INSTRUCTIONS TO FOLLOW:
Extract every line from the listing below that contains the string "positive".

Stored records
Segment Open

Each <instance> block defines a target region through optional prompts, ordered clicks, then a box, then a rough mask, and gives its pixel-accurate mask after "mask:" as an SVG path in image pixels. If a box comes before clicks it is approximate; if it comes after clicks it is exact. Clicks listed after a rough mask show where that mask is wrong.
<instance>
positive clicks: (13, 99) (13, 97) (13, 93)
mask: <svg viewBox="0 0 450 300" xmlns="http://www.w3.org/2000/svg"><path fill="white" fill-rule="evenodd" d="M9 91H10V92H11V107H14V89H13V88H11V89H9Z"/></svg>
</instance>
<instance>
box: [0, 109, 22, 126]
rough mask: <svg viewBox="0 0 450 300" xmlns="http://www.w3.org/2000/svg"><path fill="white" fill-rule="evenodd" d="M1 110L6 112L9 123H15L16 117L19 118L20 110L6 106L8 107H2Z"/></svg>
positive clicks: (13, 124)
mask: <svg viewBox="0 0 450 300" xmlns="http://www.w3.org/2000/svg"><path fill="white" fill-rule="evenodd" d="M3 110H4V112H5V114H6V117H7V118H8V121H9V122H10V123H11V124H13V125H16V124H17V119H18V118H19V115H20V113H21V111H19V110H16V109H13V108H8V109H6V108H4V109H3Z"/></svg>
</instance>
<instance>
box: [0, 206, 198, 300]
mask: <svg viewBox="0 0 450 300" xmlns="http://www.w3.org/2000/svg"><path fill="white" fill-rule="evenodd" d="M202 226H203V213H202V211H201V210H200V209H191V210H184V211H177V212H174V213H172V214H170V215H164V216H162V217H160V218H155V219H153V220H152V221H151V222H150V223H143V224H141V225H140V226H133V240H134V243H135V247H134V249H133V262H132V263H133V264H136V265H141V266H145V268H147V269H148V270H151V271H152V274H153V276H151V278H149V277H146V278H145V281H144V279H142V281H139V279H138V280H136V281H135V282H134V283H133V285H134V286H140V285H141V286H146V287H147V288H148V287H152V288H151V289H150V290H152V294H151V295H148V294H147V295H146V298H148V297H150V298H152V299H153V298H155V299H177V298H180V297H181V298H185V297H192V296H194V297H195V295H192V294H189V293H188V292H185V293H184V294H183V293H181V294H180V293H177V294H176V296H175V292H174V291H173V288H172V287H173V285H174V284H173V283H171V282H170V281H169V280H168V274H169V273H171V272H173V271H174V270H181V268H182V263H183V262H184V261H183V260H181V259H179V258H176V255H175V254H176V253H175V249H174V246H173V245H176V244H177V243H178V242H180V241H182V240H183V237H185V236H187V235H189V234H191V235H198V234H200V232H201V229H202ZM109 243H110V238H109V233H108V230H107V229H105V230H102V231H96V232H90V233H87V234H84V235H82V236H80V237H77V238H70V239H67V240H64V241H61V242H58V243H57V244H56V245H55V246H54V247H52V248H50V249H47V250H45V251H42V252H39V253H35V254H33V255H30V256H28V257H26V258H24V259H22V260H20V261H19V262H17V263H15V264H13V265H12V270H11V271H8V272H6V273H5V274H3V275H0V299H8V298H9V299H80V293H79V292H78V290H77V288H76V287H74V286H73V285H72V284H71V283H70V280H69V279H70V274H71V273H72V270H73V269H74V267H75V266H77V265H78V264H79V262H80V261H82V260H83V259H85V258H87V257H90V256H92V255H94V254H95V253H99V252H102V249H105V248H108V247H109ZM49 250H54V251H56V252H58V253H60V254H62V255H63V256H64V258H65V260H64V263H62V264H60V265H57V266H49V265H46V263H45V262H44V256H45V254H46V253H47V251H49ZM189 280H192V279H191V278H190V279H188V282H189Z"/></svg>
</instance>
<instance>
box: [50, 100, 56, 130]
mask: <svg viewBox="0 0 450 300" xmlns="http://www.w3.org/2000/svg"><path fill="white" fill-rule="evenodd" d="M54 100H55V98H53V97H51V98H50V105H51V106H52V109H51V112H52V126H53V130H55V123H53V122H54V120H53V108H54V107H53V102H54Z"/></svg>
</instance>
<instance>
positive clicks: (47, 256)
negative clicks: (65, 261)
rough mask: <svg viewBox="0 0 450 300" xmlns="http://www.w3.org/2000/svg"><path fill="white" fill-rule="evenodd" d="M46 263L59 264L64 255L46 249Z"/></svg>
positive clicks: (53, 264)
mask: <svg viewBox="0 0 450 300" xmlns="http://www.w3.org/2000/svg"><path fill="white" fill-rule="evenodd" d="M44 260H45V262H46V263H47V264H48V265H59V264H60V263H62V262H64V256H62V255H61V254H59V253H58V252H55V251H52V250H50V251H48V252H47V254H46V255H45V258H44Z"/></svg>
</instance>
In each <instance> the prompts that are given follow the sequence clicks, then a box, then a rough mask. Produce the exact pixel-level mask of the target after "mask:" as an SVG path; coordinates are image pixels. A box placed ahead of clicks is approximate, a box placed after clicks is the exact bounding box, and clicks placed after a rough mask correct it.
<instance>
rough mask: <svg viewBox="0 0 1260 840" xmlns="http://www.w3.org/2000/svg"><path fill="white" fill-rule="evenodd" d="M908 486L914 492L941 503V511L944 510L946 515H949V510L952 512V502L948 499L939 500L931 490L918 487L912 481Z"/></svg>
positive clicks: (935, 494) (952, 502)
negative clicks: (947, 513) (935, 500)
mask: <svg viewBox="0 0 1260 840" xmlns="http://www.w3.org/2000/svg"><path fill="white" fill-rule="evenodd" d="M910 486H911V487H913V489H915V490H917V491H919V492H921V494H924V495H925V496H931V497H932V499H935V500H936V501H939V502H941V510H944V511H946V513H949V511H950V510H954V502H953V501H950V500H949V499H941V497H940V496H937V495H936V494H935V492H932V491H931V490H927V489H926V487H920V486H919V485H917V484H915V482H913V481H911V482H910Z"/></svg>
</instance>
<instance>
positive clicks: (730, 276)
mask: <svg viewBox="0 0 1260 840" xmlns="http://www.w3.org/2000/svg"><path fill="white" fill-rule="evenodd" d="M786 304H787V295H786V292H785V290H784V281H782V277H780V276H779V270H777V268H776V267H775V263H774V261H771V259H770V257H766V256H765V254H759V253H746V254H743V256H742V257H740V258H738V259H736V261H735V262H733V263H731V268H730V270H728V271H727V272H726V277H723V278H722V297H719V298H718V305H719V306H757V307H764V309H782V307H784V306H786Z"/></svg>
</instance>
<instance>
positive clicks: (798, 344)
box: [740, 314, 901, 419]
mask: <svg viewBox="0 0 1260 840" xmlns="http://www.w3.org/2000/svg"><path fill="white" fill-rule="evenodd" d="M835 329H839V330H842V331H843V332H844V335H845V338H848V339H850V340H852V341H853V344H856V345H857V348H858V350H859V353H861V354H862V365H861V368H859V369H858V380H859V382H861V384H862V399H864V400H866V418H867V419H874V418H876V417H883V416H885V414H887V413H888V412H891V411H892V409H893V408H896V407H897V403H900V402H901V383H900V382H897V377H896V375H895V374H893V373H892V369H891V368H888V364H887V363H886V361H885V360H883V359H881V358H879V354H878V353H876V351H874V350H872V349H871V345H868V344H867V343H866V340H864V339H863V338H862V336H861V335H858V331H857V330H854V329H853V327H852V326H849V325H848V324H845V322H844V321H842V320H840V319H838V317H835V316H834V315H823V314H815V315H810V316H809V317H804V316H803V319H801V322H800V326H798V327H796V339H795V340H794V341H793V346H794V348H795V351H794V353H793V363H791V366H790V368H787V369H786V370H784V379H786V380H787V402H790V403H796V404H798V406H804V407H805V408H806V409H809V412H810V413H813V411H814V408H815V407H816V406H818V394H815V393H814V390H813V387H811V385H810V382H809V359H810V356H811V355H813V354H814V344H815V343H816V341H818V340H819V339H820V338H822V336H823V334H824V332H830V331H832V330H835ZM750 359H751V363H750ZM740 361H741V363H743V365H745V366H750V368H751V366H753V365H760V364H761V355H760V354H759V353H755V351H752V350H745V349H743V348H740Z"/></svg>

Segment Closed
Segment Open

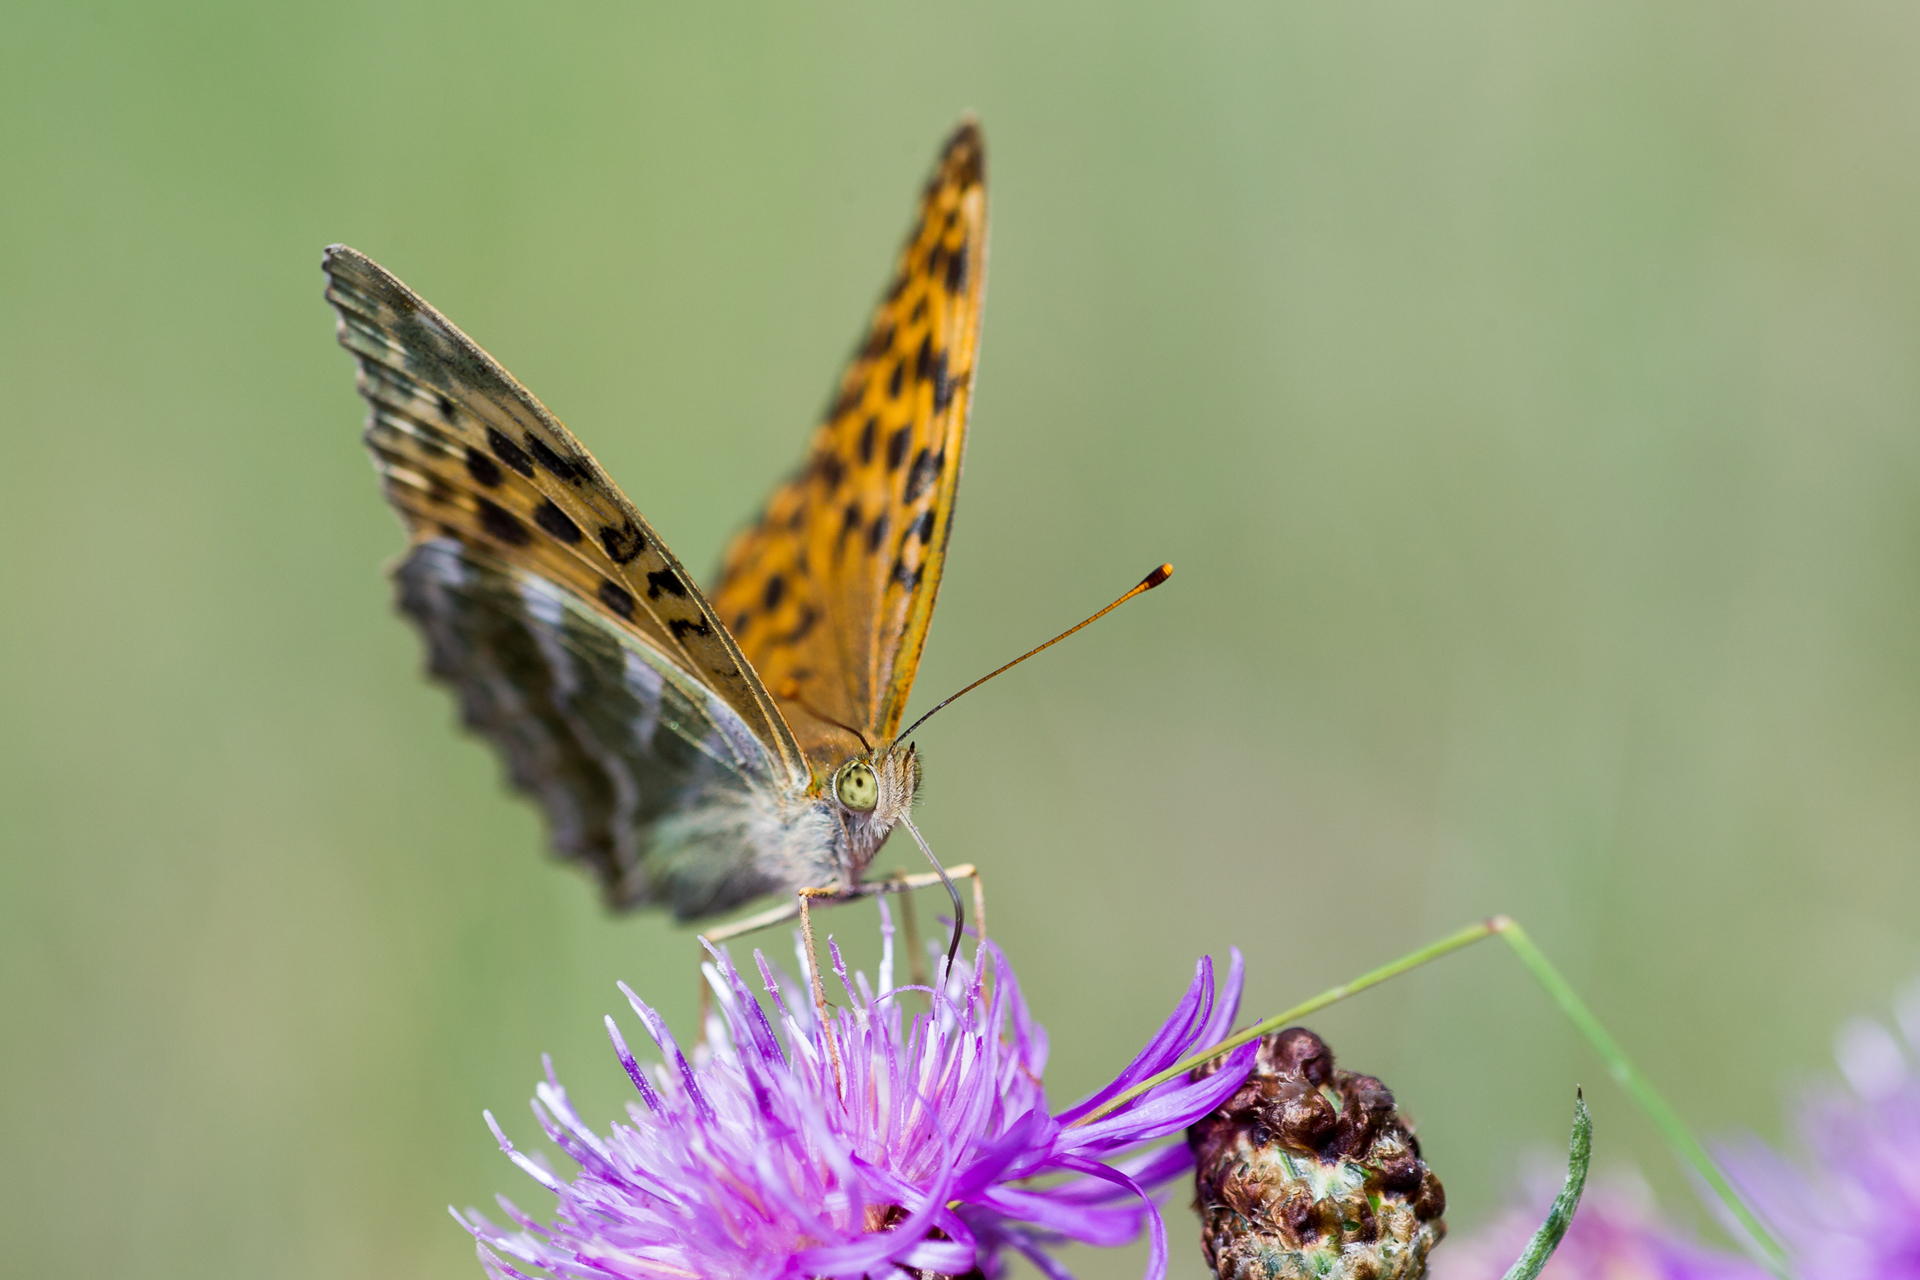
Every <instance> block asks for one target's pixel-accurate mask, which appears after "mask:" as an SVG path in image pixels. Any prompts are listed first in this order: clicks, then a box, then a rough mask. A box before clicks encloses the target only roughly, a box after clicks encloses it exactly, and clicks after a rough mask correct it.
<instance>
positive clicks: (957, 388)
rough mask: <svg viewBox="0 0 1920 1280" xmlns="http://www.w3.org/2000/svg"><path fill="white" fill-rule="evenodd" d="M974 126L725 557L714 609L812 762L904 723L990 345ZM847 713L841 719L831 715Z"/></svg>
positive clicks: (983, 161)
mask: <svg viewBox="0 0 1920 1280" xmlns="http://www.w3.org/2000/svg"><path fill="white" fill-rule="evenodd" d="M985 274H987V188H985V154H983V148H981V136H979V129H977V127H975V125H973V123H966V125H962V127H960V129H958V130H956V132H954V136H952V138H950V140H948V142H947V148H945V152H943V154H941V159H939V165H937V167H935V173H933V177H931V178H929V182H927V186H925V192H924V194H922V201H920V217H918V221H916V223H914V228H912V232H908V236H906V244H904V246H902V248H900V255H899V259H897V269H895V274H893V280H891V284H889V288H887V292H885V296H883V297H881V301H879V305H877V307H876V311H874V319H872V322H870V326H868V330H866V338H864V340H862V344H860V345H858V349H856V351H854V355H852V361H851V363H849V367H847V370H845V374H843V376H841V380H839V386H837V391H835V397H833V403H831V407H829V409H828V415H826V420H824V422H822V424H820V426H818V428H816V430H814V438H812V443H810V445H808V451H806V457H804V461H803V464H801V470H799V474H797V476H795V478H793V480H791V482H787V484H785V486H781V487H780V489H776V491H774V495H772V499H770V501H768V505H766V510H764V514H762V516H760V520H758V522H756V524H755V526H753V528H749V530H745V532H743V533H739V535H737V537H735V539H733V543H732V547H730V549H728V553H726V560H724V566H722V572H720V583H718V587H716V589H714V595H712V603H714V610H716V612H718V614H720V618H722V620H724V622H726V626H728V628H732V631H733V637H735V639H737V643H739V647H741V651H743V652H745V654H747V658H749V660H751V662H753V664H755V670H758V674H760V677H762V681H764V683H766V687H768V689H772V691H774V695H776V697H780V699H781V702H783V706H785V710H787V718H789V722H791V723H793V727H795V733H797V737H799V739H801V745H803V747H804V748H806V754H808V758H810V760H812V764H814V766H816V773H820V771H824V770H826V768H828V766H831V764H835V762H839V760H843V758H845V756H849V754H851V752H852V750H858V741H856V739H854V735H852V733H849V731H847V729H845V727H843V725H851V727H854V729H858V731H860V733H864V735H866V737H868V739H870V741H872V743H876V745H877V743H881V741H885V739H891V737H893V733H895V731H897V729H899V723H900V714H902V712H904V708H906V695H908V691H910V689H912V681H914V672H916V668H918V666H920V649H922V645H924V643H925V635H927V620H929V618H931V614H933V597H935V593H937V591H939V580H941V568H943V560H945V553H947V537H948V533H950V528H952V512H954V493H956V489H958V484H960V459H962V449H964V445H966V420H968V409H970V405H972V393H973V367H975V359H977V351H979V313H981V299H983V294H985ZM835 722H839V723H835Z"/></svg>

Segment Closed

ANSWER TO THE EXERCISE:
positive clicks: (13, 99) (13, 97) (13, 93)
positive clicks: (13, 124)
positive clicks: (47, 256)
positive clicks: (53, 264)
positive clicks: (935, 494) (952, 502)
positive clicks: (730, 276)
positive clicks: (798, 344)
positive clicks: (957, 388)
positive clicks: (983, 161)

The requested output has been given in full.